Requirements:
Write out, word for word, everything from the row that contains "Can you identify in which portion of this photo the fence" down to the last of the rows below, including both ends.

Given data:
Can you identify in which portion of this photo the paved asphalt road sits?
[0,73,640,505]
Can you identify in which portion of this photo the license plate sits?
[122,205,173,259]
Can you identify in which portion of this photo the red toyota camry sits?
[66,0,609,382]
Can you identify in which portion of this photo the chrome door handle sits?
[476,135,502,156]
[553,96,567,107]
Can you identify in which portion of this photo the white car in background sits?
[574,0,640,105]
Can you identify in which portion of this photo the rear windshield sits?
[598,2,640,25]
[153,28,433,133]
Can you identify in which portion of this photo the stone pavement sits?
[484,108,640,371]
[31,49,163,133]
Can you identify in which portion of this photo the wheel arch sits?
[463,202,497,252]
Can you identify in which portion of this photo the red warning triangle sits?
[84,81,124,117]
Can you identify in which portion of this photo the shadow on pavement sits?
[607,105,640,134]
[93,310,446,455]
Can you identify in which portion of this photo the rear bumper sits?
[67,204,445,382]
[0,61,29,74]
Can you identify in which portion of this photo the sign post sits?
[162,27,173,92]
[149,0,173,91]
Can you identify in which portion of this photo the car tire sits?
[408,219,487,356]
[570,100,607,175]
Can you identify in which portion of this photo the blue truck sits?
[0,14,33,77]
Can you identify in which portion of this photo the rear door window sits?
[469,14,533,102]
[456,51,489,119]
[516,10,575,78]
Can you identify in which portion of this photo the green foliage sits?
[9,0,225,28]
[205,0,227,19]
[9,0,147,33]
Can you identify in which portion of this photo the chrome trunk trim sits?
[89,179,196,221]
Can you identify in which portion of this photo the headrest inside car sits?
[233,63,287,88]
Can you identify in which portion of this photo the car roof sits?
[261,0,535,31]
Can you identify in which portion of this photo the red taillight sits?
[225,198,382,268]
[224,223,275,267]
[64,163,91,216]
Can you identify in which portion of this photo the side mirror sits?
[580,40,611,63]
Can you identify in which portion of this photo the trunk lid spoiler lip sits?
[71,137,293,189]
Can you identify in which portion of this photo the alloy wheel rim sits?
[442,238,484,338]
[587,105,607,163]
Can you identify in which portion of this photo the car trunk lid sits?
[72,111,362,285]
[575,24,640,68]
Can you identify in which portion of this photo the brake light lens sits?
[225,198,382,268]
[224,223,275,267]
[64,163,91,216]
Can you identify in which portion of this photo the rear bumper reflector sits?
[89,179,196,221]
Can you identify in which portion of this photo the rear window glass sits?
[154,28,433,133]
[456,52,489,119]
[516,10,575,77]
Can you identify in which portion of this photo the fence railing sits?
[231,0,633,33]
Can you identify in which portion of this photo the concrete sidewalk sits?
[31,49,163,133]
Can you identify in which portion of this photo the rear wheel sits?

Response for this exercise:
Can you identify in which portion of this photo the fence railing sits?
[231,0,633,33]
Can you identify in which portion of this photo the concrete sidewalk sits?
[31,49,163,133]
Can you identify in which portion of this photo the rear wheel sits?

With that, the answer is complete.